# ugly htpc...but its covered up



## insane 360 (Feb 16, 2012)

well, figured i would drop a pic of what i did with my htpc...i chopped up an old HP case and bought some stuff on a budget last year...i've cleaned up the wiring (from what it was) and also removed some metal, added some fans...but from previous attempts, i cut a lot and the build is still evolving.

i've changed fans around so many times i can't remember what i'll i've done...other than the main noise maker was the coolermaster 500w...i replaced the fan with a rosewill 120mm and man it got quiet...though now i hear the seagate 500gb over everything else...so next up is to swap it with a WD 500gb drive i have that i know is silent.

i'm still trying to decide if i want to upgrade my video card heatsink or just leave it all as is until trinity comes out and strip it out and start over with better more power friendly hardware...

well i'll keep up with all that and more.

right now, here is a current shot of it.  i'll get some pics of it closed and before...


----------



## brandonwh64 (Feb 16, 2012)

Looks quite well if it all is hidden. Crafting a HTPC case out of wood would be very nice


----------



## insane 360 (Feb 16, 2012)

yes, i still need to hide the cables out the back, but really it just bugs me, my wife doesn't notice them and its quiet enough now that she doesn't hear it either, other than that HDD.

thanks, i'll keep tweeking it so it looks better even with the doors opened, at least thats my plan


----------



## _Zod_ (Feb 16, 2012)

You could have just stuck a case in that space and been done with it and been better off because of all the RF leakage you have going on. For what reason did you go this route? If it was just for fun, may the flying spaghetti monster be with you!


----------



## Norton (Feb 16, 2012)

build a quick wooden tech bench and put in in there- they are cheap and easy to make if you have any wood shop skills.

Would clean that up real nice 

I think t_ski or sneekypeet showed one they made and posted it here somewhere.... can't remember where ATM

*** EDIT- found it-here's the link for t_ski's tech bench build ***
http://www.techpowerup.com/forums/showpost.php?p=893589&postcount=1


----------



## insane 360 (Feb 19, 2012)

Norton said:


> build a quick wooden tech bench and put in in there- they are cheap and easy to make if you have any wood shop skills.
> 
> Would clean that up real nice
> 
> ...



thats awesome!  i will be looking into doing that when time permits!

oh and Zod, i didn't put a case in because the cabinet isn't deep enough for a full size case.  though when trinity comes out and i plan to upgrade to it, i might change over to a regular case...

the other reason i did it was for the fun of it, it was neat cutting metal and figuring it out on how to place it all in there...i've made a number of changes and so far what that picture shows is my best effort thus far.  

if i get the mantel piece cleaned up then i'll take a picture of the living room to show how it looks like normally


----------



## Norton (Feb 19, 2012)

# [GIVEN DATA]
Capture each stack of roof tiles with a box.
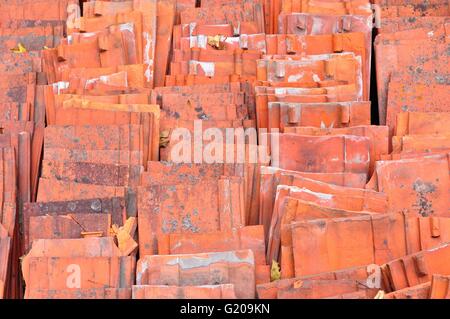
[0,0,450,299]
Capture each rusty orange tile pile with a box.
[0,0,450,299]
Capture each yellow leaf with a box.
[11,43,27,53]
[207,35,224,50]
[270,260,281,281]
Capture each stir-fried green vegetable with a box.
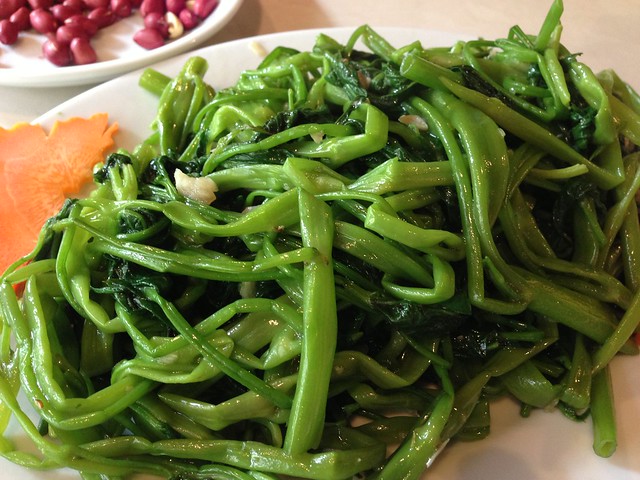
[0,1,640,480]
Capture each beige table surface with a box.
[0,0,640,128]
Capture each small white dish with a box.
[0,0,242,87]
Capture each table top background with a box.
[0,0,640,128]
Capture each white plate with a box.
[0,0,242,87]
[5,28,640,480]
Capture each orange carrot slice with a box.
[0,113,118,273]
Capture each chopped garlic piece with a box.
[309,131,324,143]
[174,169,218,205]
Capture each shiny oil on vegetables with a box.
[0,1,640,480]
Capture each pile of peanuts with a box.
[0,0,219,67]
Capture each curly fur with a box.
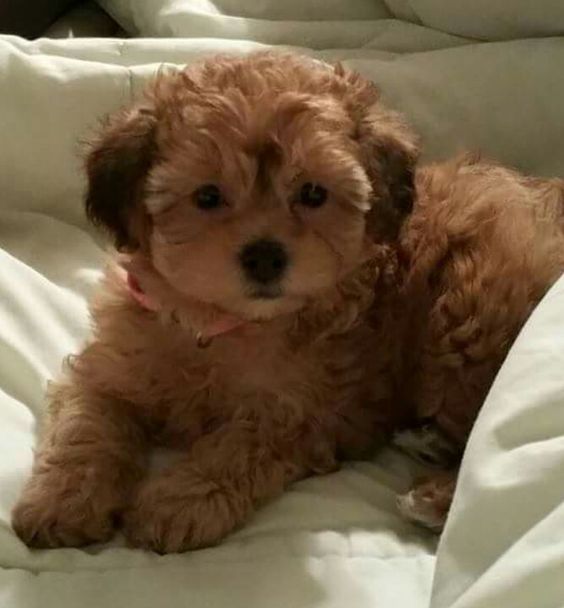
[13,53,564,552]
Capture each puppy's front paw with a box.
[12,469,118,549]
[396,472,456,533]
[124,474,252,553]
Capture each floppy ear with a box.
[357,104,418,239]
[335,64,418,238]
[85,108,156,249]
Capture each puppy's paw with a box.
[124,474,252,553]
[12,470,114,549]
[396,473,456,534]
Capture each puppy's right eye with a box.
[192,184,224,211]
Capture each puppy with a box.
[13,54,416,552]
[13,54,564,552]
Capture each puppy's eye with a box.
[192,184,224,211]
[298,182,327,208]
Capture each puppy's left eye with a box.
[192,184,223,211]
[298,182,327,208]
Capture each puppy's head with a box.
[86,54,416,318]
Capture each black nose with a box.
[239,239,288,285]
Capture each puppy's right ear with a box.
[85,108,157,250]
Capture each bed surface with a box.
[0,0,564,608]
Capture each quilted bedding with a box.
[0,0,564,608]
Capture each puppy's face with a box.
[87,55,414,319]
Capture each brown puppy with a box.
[13,54,564,552]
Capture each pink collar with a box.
[127,271,247,348]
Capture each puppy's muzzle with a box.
[239,239,289,287]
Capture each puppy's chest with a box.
[172,335,366,416]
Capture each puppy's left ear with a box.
[335,64,419,239]
[356,102,419,239]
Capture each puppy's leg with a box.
[12,385,144,548]
[397,471,457,532]
[125,423,336,553]
[392,424,460,469]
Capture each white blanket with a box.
[0,0,564,608]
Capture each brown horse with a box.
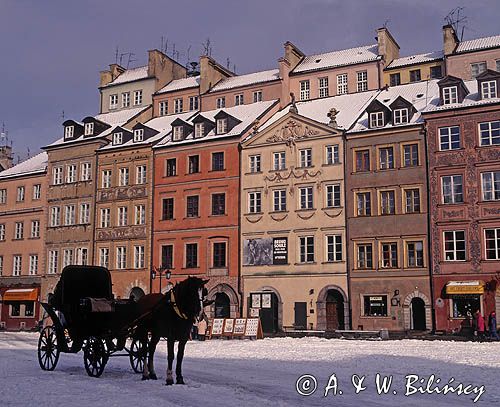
[137,277,208,385]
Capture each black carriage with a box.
[38,266,145,377]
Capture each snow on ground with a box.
[0,332,500,407]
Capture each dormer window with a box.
[85,123,94,136]
[394,109,408,124]
[217,117,227,134]
[134,129,144,143]
[370,112,384,129]
[113,131,123,146]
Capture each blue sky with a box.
[0,0,500,159]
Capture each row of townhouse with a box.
[0,26,500,332]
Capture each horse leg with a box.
[165,339,175,386]
[175,340,186,384]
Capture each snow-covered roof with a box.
[349,80,439,133]
[293,44,380,73]
[386,51,444,69]
[455,35,500,54]
[155,100,278,148]
[211,69,280,92]
[156,75,200,93]
[0,151,49,179]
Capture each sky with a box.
[0,0,500,160]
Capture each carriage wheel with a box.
[129,338,147,373]
[83,336,109,377]
[38,325,59,370]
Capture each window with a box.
[299,187,314,209]
[273,151,286,171]
[479,120,500,146]
[249,154,261,172]
[217,117,227,134]
[186,243,198,268]
[470,62,486,78]
[481,171,500,201]
[80,163,92,181]
[116,246,127,270]
[166,158,177,177]
[189,96,199,110]
[356,71,368,92]
[273,189,286,212]
[134,205,146,225]
[443,86,458,105]
[300,148,312,168]
[52,167,62,185]
[158,100,168,116]
[356,150,370,172]
[357,243,373,269]
[325,144,340,165]
[481,81,497,99]
[102,170,112,188]
[441,175,464,204]
[363,295,387,317]
[213,242,226,267]
[186,195,200,218]
[248,191,262,213]
[118,206,128,226]
[134,90,142,106]
[326,184,340,208]
[406,242,424,267]
[119,168,130,187]
[234,93,243,106]
[410,69,421,82]
[444,230,465,261]
[162,198,174,220]
[30,220,40,239]
[134,246,144,269]
[439,126,460,151]
[403,144,418,167]
[370,112,384,129]
[174,99,183,113]
[405,188,420,213]
[356,192,372,216]
[253,90,262,103]
[101,208,111,228]
[318,77,328,98]
[109,95,118,109]
[299,236,314,263]
[212,152,224,171]
[161,244,174,269]
[84,123,94,136]
[378,147,394,170]
[484,229,500,260]
[337,73,347,95]
[135,165,147,185]
[389,73,401,86]
[122,92,130,107]
[326,235,342,262]
[212,193,226,215]
[380,242,398,268]
[215,97,226,109]
[300,81,310,100]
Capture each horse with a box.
[137,277,209,385]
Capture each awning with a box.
[446,280,484,294]
[2,288,38,302]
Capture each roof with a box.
[156,75,200,93]
[0,151,49,179]
[155,100,278,148]
[210,69,280,92]
[386,51,444,69]
[293,44,380,73]
[454,35,500,54]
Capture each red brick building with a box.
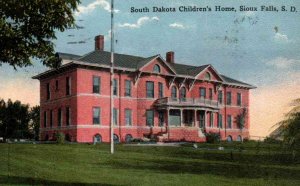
[33,36,255,142]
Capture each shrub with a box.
[205,132,220,143]
[56,132,65,144]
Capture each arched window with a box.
[205,72,211,80]
[153,65,160,73]
[94,134,102,143]
[114,134,120,143]
[180,87,186,101]
[227,135,232,142]
[125,134,132,143]
[171,86,177,99]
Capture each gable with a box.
[196,65,223,81]
[140,56,175,75]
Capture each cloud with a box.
[169,22,186,29]
[266,57,300,69]
[75,0,120,16]
[118,16,159,29]
[274,32,290,43]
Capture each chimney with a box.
[95,35,104,51]
[166,51,175,63]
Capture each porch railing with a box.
[156,97,220,107]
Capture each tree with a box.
[0,0,80,68]
[29,106,40,140]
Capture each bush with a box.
[56,132,65,144]
[205,132,220,143]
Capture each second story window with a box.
[158,82,164,98]
[50,110,53,128]
[113,79,118,96]
[218,90,223,104]
[218,114,223,128]
[46,83,51,100]
[153,64,160,73]
[146,81,154,98]
[93,107,101,124]
[93,76,101,94]
[171,86,177,99]
[226,92,231,105]
[200,87,206,99]
[227,115,232,129]
[66,77,71,96]
[44,111,47,128]
[146,110,154,126]
[125,80,131,96]
[66,107,71,126]
[57,108,62,127]
[125,109,132,126]
[236,93,242,106]
[208,88,213,100]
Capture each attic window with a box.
[153,65,160,73]
[205,72,211,80]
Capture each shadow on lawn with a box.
[103,159,300,180]
[0,175,120,186]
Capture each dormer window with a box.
[153,65,160,73]
[205,72,211,80]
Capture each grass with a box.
[0,142,300,186]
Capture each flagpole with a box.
[110,0,114,154]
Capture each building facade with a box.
[33,35,255,142]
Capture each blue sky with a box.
[0,0,300,137]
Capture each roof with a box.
[33,50,256,88]
[56,52,81,60]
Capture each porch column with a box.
[180,109,184,127]
[203,110,207,128]
[194,109,199,127]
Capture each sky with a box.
[0,0,300,136]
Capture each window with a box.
[125,109,132,126]
[227,115,232,129]
[113,79,118,96]
[93,76,101,94]
[226,92,231,105]
[208,88,212,100]
[158,82,164,98]
[146,110,154,127]
[218,114,223,128]
[93,107,101,124]
[66,107,71,126]
[55,80,58,90]
[158,111,165,127]
[218,90,223,104]
[113,108,118,126]
[125,80,131,96]
[236,93,242,106]
[205,72,211,80]
[171,86,177,99]
[57,108,62,127]
[146,81,154,98]
[210,112,214,127]
[180,87,186,101]
[44,111,47,127]
[66,77,71,96]
[200,87,206,99]
[47,83,51,100]
[50,110,53,128]
[153,65,160,73]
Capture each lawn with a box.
[0,142,300,186]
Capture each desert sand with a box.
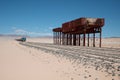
[0,37,120,80]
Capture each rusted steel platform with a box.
[53,17,104,47]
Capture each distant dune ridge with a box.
[0,35,120,80]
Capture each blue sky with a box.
[0,0,120,37]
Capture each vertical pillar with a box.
[73,34,76,46]
[60,32,61,45]
[88,33,89,47]
[83,33,86,46]
[53,32,55,44]
[79,34,81,46]
[70,34,72,45]
[99,28,102,47]
[62,33,64,45]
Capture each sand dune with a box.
[0,37,120,80]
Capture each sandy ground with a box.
[0,37,120,80]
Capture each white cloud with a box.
[14,29,52,36]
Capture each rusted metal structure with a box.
[53,18,104,47]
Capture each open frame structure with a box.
[53,17,104,47]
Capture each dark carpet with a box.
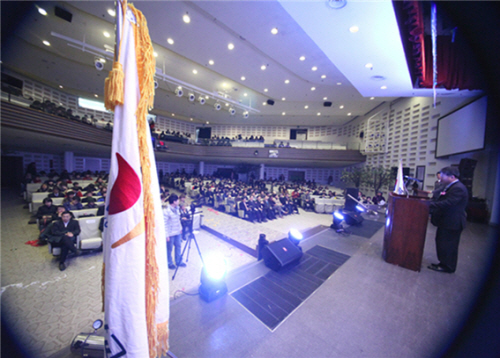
[348,220,384,239]
[231,246,350,330]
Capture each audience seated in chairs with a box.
[47,211,80,271]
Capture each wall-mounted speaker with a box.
[55,6,73,22]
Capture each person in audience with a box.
[49,186,64,198]
[63,195,83,211]
[36,198,57,230]
[179,203,192,241]
[163,194,186,270]
[48,211,80,271]
[83,197,98,209]
[239,196,255,222]
[36,183,50,193]
[82,191,95,203]
[372,191,385,206]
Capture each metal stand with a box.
[172,221,205,281]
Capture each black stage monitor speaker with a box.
[261,239,302,271]
[344,212,365,226]
[344,188,359,211]
[55,6,73,22]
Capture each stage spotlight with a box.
[198,255,227,302]
[288,229,304,246]
[330,211,344,232]
[257,234,269,261]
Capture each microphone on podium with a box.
[405,175,422,183]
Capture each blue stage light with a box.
[198,254,227,302]
[333,211,344,220]
[356,205,365,213]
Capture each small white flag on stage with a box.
[394,159,408,195]
[103,1,170,358]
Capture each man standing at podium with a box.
[428,167,469,273]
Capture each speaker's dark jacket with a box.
[430,181,469,230]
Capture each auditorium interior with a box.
[0,0,500,358]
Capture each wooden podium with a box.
[382,193,429,271]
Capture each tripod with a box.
[172,213,205,281]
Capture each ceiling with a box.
[2,0,476,126]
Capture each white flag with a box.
[103,2,170,358]
[394,159,408,195]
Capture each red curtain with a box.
[393,1,484,90]
[420,35,484,90]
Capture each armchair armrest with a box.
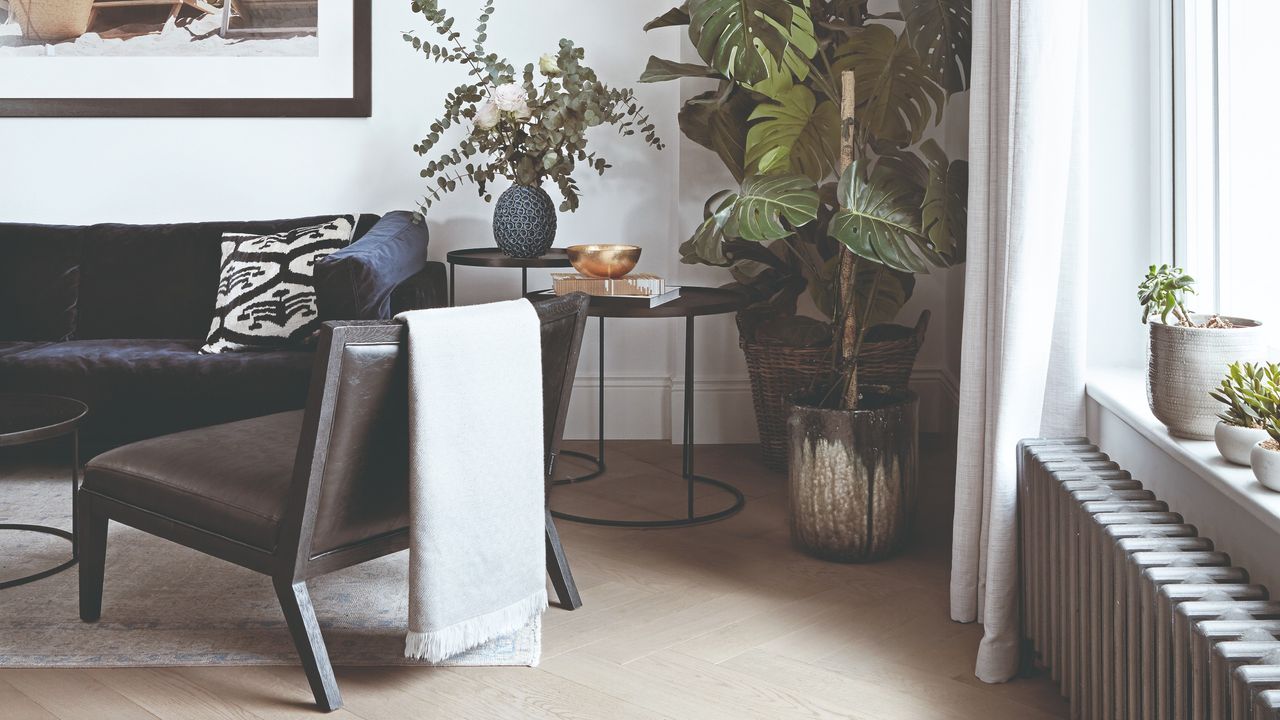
[315,211,430,320]
[392,263,449,315]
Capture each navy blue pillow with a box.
[315,210,429,320]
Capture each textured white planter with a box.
[1213,420,1268,465]
[1249,442,1280,492]
[1147,315,1267,439]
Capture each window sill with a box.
[1085,368,1280,533]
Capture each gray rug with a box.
[0,465,541,667]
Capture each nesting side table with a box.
[0,395,88,589]
[526,286,746,528]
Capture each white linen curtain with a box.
[951,0,1088,683]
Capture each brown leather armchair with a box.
[78,295,588,711]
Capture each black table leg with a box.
[0,432,79,589]
[552,318,604,486]
[552,315,746,529]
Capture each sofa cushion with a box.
[0,223,84,341]
[84,411,302,550]
[0,340,314,446]
[200,218,355,354]
[315,211,430,320]
[74,215,378,340]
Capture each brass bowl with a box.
[564,245,640,274]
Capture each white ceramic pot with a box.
[1249,442,1280,492]
[1213,420,1268,465]
[1147,315,1267,439]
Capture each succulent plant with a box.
[1210,363,1280,428]
[1138,265,1196,327]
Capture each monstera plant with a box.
[640,0,970,404]
[641,0,972,560]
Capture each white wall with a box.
[0,0,966,442]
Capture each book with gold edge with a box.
[552,273,667,297]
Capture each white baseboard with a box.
[564,368,960,445]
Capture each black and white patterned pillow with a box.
[200,217,355,355]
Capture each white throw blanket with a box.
[397,300,547,662]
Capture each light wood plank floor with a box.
[0,430,1066,720]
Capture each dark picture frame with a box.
[0,0,374,118]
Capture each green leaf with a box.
[689,0,805,85]
[644,3,689,31]
[920,140,969,263]
[680,91,755,182]
[854,263,915,328]
[828,160,945,273]
[832,24,946,147]
[746,85,840,182]
[680,190,737,266]
[640,55,724,82]
[724,176,818,242]
[897,0,973,92]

# [GOAL]
Summarize the HTPC thread in two sentences. The rows are separate material.

# [FINISHED TASK]
A poster shares an HTPC built on a budget from a cut-up old HP case, says a Rosewill 120mm fan in the Coolermaster 500W made it much quieter, and plans to swap the now-audible Seagate 500GB drive for a silent WD 500GB one. Other members suggest a wooden case or a wooden tech bench and ask why a regular case wasn't used, and the poster answers that the cabinet isn't deep enough for a full-size case and that the build was also done for fun.